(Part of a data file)
· · · · ·

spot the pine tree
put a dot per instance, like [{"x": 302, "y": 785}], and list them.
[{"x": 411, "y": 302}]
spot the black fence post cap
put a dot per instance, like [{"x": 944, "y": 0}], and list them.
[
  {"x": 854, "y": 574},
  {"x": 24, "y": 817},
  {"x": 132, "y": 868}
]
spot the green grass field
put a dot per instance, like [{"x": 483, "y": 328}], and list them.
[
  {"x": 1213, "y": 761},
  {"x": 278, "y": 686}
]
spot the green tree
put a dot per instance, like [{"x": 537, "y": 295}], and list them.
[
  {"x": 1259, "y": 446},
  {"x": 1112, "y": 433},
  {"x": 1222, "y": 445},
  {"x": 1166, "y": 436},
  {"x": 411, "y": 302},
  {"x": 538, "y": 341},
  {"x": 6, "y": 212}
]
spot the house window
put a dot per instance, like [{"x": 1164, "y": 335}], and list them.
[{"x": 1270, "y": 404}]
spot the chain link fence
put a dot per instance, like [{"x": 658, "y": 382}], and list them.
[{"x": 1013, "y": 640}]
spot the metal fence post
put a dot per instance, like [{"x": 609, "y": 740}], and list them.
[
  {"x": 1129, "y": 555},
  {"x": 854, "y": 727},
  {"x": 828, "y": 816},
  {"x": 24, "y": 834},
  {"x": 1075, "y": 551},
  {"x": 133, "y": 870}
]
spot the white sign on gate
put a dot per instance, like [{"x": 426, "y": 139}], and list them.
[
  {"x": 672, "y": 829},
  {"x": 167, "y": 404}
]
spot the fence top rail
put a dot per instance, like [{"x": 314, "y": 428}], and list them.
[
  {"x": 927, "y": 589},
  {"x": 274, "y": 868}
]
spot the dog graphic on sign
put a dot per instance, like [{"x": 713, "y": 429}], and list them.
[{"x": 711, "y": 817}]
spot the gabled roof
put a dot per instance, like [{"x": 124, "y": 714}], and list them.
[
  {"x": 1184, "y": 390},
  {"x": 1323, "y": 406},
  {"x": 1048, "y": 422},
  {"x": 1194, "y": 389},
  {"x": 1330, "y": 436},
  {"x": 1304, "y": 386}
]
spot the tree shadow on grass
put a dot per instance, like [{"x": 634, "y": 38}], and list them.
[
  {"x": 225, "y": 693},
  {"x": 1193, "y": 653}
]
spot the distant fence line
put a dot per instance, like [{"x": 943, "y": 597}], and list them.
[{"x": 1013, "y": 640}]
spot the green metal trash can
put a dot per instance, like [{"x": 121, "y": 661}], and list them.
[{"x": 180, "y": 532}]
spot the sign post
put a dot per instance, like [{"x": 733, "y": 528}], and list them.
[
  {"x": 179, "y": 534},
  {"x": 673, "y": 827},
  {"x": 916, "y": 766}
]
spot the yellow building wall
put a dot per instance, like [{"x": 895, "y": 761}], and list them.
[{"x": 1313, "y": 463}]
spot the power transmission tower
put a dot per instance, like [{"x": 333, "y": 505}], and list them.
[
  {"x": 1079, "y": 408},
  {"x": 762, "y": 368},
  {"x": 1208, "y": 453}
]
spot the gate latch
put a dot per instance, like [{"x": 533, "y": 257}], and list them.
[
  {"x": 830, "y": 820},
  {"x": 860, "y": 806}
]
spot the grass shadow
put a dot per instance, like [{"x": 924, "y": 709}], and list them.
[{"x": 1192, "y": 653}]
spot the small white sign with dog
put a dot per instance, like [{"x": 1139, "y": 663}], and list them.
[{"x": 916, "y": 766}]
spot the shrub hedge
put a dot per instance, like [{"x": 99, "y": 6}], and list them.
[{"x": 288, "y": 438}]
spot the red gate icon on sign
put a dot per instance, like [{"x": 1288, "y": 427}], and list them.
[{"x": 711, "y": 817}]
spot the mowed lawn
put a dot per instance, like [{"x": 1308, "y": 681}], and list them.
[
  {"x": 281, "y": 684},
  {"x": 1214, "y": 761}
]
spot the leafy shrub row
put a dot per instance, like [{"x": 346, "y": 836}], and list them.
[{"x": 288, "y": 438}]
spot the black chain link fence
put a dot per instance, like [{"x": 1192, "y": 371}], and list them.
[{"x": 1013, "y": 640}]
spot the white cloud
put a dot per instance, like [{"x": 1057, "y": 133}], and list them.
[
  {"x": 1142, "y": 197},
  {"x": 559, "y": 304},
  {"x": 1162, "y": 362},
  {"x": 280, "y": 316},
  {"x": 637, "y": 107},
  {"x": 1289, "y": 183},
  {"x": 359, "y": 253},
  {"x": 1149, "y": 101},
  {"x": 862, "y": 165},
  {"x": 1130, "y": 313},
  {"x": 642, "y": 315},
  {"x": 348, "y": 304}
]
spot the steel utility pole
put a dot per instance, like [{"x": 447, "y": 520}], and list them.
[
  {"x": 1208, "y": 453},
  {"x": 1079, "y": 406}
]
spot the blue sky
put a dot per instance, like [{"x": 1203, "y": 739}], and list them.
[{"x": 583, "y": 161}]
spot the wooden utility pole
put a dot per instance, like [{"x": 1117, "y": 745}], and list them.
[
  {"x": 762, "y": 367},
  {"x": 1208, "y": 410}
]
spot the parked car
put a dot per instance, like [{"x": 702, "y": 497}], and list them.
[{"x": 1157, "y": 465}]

· · · · ·

Task description
Output all of the data again. Match it exactly.

Result
spot the pine tree
put a dot per instance, like [{"x": 302, "y": 785}], and list them.
[{"x": 411, "y": 302}]
spot the black fence post cap
put a dot per instance, like [{"x": 944, "y": 0}], and list them.
[
  {"x": 854, "y": 574},
  {"x": 24, "y": 817},
  {"x": 132, "y": 868}
]
spot the green grass field
put a dot per instance, like [{"x": 483, "y": 328}], and list them.
[
  {"x": 1213, "y": 761},
  {"x": 278, "y": 686}
]
spot the green tree
put a dot per instance, like [{"x": 537, "y": 295}], and list them.
[
  {"x": 1259, "y": 446},
  {"x": 1112, "y": 433},
  {"x": 1222, "y": 445},
  {"x": 1166, "y": 436},
  {"x": 411, "y": 302},
  {"x": 538, "y": 341},
  {"x": 6, "y": 212}
]
spot the house window
put a dot per instance, like [{"x": 1164, "y": 335}], and list them.
[{"x": 1270, "y": 404}]
spot the chain link fence
put a dot per instance, like [{"x": 658, "y": 382}], and list them.
[{"x": 1013, "y": 640}]
spot the metal fence post
put a dot per instance, like [{"x": 609, "y": 740}], and list them.
[
  {"x": 1129, "y": 555},
  {"x": 854, "y": 727},
  {"x": 828, "y": 816},
  {"x": 24, "y": 834},
  {"x": 1075, "y": 551},
  {"x": 133, "y": 870}
]
spot the white sign on gate
put a dot per instance, like [{"x": 426, "y": 139}], and list them.
[
  {"x": 672, "y": 829},
  {"x": 167, "y": 404}
]
spot the fence top rail
put a dot per instance, like [{"x": 314, "y": 428}], and list them.
[
  {"x": 927, "y": 589},
  {"x": 274, "y": 868}
]
spot the dog graphic on sign
put a dot per instance, like [{"x": 713, "y": 429}], and list them.
[{"x": 711, "y": 817}]
spot the gabled roof
put a dot per instance, like [{"x": 124, "y": 714}], and list them.
[
  {"x": 1184, "y": 390},
  {"x": 1323, "y": 406},
  {"x": 1048, "y": 422},
  {"x": 1194, "y": 389},
  {"x": 1330, "y": 436},
  {"x": 1304, "y": 386}
]
spot the tree shadow on grass
put a dot per instance, like [{"x": 634, "y": 38}], and list them.
[
  {"x": 225, "y": 693},
  {"x": 1193, "y": 653}
]
spot the distant fence line
put a dot per instance, like [{"x": 943, "y": 597}], and list them.
[{"x": 1013, "y": 640}]
spot the green metal trash can
put a dot per instance, like [{"x": 121, "y": 661}], and list them.
[{"x": 180, "y": 532}]
spot the sign post
put a dot per instance, like [{"x": 733, "y": 528}], and list them.
[
  {"x": 179, "y": 534},
  {"x": 673, "y": 827},
  {"x": 916, "y": 766}
]
spot the yellow building wall
put a dot per instance, like [{"x": 895, "y": 761}], and list them.
[{"x": 1313, "y": 463}]
spot the power transmission tower
put a dot per instance, like [{"x": 333, "y": 505}], and list them.
[
  {"x": 1079, "y": 408},
  {"x": 762, "y": 368},
  {"x": 1208, "y": 453}
]
spot the gate latch
put a dot per instance, like [{"x": 533, "y": 257}], and list them.
[
  {"x": 830, "y": 820},
  {"x": 860, "y": 806}
]
spot the grass shadow
put a dot per instance, like [{"x": 924, "y": 709}], and list them.
[{"x": 1192, "y": 653}]
spot the small white sign with dog
put a dot per instance, like [{"x": 1139, "y": 663}], and list them.
[{"x": 916, "y": 766}]
spot the shrub hedge
put a dot per instance, like [{"x": 99, "y": 6}], and list them.
[{"x": 288, "y": 438}]
spot the red gate icon on sign
put a dot per instance, like [{"x": 1288, "y": 427}], and list them.
[{"x": 711, "y": 817}]
spot the mowed lawn
put a dot per instance, like [{"x": 1308, "y": 681}], and list them.
[
  {"x": 281, "y": 684},
  {"x": 1214, "y": 761}
]
spot the leafy shrub row
put a dot per instance, like [{"x": 346, "y": 836}], and list them.
[{"x": 288, "y": 438}]
spot the black chain link fence
put a dot per instance, like [{"x": 1192, "y": 371}], and list them.
[{"x": 1013, "y": 640}]
spot the white cloud
put a dot per instance, like [{"x": 1057, "y": 133}], and list them.
[
  {"x": 1142, "y": 197},
  {"x": 559, "y": 304},
  {"x": 1162, "y": 362},
  {"x": 280, "y": 316},
  {"x": 637, "y": 107},
  {"x": 1289, "y": 183},
  {"x": 359, "y": 253},
  {"x": 1149, "y": 101},
  {"x": 862, "y": 165},
  {"x": 1130, "y": 313},
  {"x": 642, "y": 315},
  {"x": 348, "y": 304}
]
spot the steel utility pole
put a dot per instance, like [{"x": 447, "y": 520}], and list them.
[
  {"x": 1208, "y": 453},
  {"x": 1079, "y": 406}
]
spot the blue sky
put a dot per instance, like [{"x": 1203, "y": 739}], and list them.
[{"x": 583, "y": 161}]
spot the wooden utility pole
put a dot per instance, like [{"x": 1117, "y": 745}], and list them.
[
  {"x": 762, "y": 367},
  {"x": 1208, "y": 410}
]
spot the parked car
put a dot per instance, like [{"x": 702, "y": 497}], and list them.
[{"x": 1157, "y": 465}]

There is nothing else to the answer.